BEGIN TEXT

|
|
Home » U++ Library support » U++ Libraries and TheIDE: i18n, Unicode and Internationalization » Basic character set analyzer
Basic character set analyzer [message #19546] |
Sat, 13 December 2008 11:26 |
cbpporter
Messages: 1401 Registered: September 2007
|
Ultimate Contributor |
|
|
Before starting to write a text output method capable of font substitution, using a little program to see what fonts contain which characters is a good idea (Mirek's idea).
I've already gotten a lot of valuable information from this little program, so if anybody want to give it a try, run it and post it's result here (or as PM if you don't want to fill up the space here) so I can tell if my assumptions hold out for different versions of Linux, that would be great. I would like to see results both from people who just installed a normal Linux, never bothering to look over the font list and from people who have a localized version of Linux or who manually installed a font to be able to use non English characters.

END TEXT
BEGIN DATA

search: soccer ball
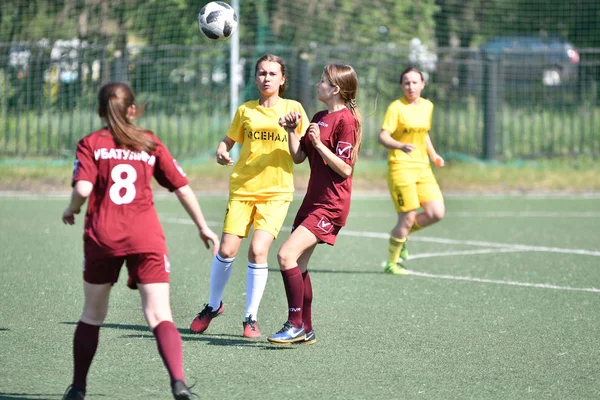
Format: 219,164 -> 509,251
198,1 -> 237,40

END DATA

• CHALLENGES
a. In the forum post, whose idea was it to use a little program to see which fonts contain which characters?
b. Repeat the forum post's wording between "I've already gotten" and "non English characters.", inclusive.

• OUTPUTS BY TASK
a. Mirek's

b.
I've already gotten a lot of valuable information from this little program, so if anybody want to give it a try, run it and post it's result here (or as PM if you don't want to fill up the space here) so I can tell if my assumptions hold out for different versions of Linux, that would be great. I would like to see results both from people who just installed a normal Linux, never bothering to look over the font list and from people who have a localized version of Linux or who manually installed a font to be able to use non English characters.